--- Material for the task ---
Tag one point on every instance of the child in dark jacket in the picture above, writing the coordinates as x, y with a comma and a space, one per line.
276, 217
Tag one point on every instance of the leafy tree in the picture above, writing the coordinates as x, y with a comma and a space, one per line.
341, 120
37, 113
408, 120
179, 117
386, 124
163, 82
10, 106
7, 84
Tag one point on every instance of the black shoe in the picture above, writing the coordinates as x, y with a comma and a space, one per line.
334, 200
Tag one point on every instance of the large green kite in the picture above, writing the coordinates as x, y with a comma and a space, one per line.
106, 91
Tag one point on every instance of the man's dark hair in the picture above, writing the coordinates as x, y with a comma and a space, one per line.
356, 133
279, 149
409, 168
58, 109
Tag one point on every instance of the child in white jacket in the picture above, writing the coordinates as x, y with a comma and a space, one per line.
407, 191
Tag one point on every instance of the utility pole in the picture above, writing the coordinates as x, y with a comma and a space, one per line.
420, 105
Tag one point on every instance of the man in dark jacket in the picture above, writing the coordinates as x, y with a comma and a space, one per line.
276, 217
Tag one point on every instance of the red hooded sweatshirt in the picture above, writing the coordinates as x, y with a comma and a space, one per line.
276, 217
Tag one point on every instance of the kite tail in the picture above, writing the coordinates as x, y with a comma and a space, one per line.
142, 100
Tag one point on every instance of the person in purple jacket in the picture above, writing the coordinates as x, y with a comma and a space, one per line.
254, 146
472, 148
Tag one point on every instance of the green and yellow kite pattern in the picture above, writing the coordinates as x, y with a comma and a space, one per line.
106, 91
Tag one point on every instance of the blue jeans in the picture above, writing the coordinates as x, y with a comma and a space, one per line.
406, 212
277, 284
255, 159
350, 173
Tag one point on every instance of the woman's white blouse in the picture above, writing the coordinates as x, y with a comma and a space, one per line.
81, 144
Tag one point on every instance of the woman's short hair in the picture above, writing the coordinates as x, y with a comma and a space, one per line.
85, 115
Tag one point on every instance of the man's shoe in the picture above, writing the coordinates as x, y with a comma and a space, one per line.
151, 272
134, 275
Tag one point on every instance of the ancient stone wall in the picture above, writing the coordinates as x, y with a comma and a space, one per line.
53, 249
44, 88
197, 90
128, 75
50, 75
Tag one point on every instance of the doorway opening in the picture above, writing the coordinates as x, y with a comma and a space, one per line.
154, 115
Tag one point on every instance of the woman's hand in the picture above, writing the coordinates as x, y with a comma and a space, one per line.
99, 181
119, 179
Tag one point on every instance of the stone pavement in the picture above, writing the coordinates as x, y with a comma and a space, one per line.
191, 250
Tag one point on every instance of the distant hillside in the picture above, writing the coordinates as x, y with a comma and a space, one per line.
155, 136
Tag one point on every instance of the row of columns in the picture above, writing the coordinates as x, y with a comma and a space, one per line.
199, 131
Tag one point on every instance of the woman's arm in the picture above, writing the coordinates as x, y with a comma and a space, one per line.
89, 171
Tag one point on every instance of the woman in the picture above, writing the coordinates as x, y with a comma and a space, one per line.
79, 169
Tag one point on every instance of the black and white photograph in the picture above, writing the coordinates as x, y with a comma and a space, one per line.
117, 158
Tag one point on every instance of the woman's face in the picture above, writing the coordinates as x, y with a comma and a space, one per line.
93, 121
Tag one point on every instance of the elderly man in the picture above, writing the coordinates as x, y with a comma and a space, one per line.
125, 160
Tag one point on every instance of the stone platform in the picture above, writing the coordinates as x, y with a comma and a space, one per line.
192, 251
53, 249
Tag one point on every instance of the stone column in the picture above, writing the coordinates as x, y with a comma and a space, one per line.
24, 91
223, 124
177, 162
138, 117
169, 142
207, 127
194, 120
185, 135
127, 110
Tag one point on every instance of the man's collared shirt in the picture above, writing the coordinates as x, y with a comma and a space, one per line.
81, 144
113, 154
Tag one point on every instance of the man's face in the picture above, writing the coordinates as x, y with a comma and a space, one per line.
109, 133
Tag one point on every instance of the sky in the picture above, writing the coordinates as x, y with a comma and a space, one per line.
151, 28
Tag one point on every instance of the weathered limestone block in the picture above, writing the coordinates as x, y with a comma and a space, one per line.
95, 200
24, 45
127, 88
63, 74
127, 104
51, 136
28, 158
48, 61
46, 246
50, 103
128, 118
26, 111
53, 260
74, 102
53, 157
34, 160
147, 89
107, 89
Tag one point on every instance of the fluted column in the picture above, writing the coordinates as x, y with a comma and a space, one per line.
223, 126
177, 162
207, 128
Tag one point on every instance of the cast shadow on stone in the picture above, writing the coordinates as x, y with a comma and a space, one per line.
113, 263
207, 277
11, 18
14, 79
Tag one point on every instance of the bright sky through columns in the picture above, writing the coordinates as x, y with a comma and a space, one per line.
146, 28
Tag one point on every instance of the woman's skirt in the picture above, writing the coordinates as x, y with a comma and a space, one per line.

--- Description of the task ---
Your response should consist of the full listing, repeated exactly.

--- Response to this task ---
Tag one point on every instance of the child in dark jacket in the picture above, writing the coordinates as x, y with a comma and a space, one per line.
276, 217
Tag one point on every instance of the leafy tree in the picture above, writing the coordinates as x, y with a comma and a space, one per line.
341, 120
37, 113
408, 120
179, 117
386, 124
163, 82
10, 106
7, 84
Tag one point on every instance of the black shoe in the picture above, writing the coordinates as x, y with a comma and a space, one per line.
334, 200
Tag one point on every instance of the large green kite in the picture above, writing the coordinates as x, y with a comma and a space, one per line.
106, 91
Tag one point on every instance of the man's dark hair in the picture above, writing the coordinates as x, y with a comma and a space, one per line.
356, 133
279, 149
409, 168
58, 109
Tag one point on every instance of the child in white jacket in the picture above, writing the coordinates as x, y with a comma and a space, one per line.
407, 191
Tag one point on every instance of the utility pole in the picture above, writing the coordinates as x, y with a comma and a space, one per line.
420, 105
Tag one point on every instance of the man in dark jacket in the picture above, writing the coordinates as x, y with a comma and a space, one per line.
276, 217
Tag one point on every instance of the red hooded sweatshirt in the picture above, writing the coordinates as x, y with a comma and a space, one per line.
276, 217
Tag one point on every instance of the kite tail in the picture above, writing the coordinates as x, y with a comma and a space, one per line.
142, 100
Tag one point on every instance of the person in purple jacket in the picture above, writing the coordinates as x, y with a comma and a space, one per line.
254, 146
472, 148
Tag one point on every instance of the green and yellow kite pattern in the picture above, writing the coordinates as x, y with a comma and a space, one per line.
106, 91
Tag one point on every instance of the blue jeans in the picture above, writing the coordinates as x, y with a comma and a space, one per line.
406, 212
277, 284
255, 159
350, 173
Tag one point on every instance of the woman's white blouse in the picture above, writing the coordinates as x, y with a comma and a space, one per line.
81, 144
Tag one point on every instance of the woman's short hair in the picture above, writing the coordinates as x, y with a comma and a space, one per line.
85, 115
Tag one point on every instance of the man's shoe in the picture above, writing the coordinates as x, y with a comma and a space, one per line.
151, 272
134, 275
Tag one point on every instance of the ancient stone wall in the picture above, writing the coordinates as x, y with a comma and a space, one per line.
53, 249
44, 88
197, 90
128, 75
50, 75
Tag one point on every instance of the doorway opening in the picture above, writing the coordinates as x, y with a comma and a space, one per line.
154, 115
Tag one point on every instance of the woman's hand in the picture above, writing the coordinates as x, y with a comma and a space, one per line.
99, 181
119, 179
Tag one point on every instance of the stone pavement in the picture above, writing the coordinates as x, y with a comma and a space, one per line.
191, 250
Tag one point on every instance of the distant hillside in the picture above, writing the coordinates as x, y with a comma and a space, one per line.
155, 136
Tag one point on every instance of the row of columns in the picture above, writing the coordinates as x, y with a comma and a space, one per line.
199, 131
Tag one point on every instance of the woman's arm in the picture above, writing the coordinates as x, y with a comma and a space, one per line.
89, 171
Tag one point on every instance of the woman in the picture above, writing the coordinates as x, y with a comma and a space, one per line.
79, 169
Tag one point on every instance of the black and white photograph in the picture above, writing the coordinates as x, y with a comma and a space, one per line.
117, 158
Tag one point on every instance of the woman's face in the picture above, writing the coordinates as x, y with a comma and a space, one per line.
93, 121
Tag one point on every instance of the elderly man in the picture above, writing the coordinates as x, y with a comma and a space, one per line.
125, 160
Tag one point on every instance of the stone platform in the picture above, writing the coordinates as x, y with a comma and a space, one per line.
192, 251
53, 249
Tag one point on every instance of the stone column in the picture above, writing the coordinates as x, y with a comma and a space, one per line.
24, 91
223, 124
177, 162
138, 117
169, 142
207, 127
194, 120
185, 135
127, 110
Tag one point on every instance of the man's collared shirt in the picture above, writing the coordinates as x, y with a comma and a space, one per line.
81, 144
113, 154
Tag one point on every instance of the man's face in the picture above, writing the coordinates as x, y with a comma and a space, one per line.
109, 133
Tag one point on every instance of the sky in the picture above, writing the coordinates as x, y with a comma and a space, one per line.
151, 28
Tag one point on every instance of the weathered limestone block in the picture above, writing the coordinates as x, y with a comma and a space, one per line.
95, 200
24, 45
127, 88
63, 74
127, 104
51, 136
28, 158
48, 61
46, 246
50, 103
128, 118
26, 111
53, 260
74, 102
53, 157
34, 160
147, 89
107, 89
Tag one point on every instance of the fluted column in the picture above, writing the coordinates as x, y with a comma and a space, one per line.
223, 126
177, 162
207, 128
Tag one point on every instance of the cast shadow on stone in the picture above, writing the coordinates as x, y with a comma and a space, one per line.
113, 263
207, 277
11, 18
14, 79
Tag one point on every instance of the bright sky through columns in the picture above, writing the coordinates as x, y with a comma and a space, one per line.
146, 28
Tag one point on every instance of the woman's skirt in the picture above, writing the coordinates as x, y with a comma and a space, one per line.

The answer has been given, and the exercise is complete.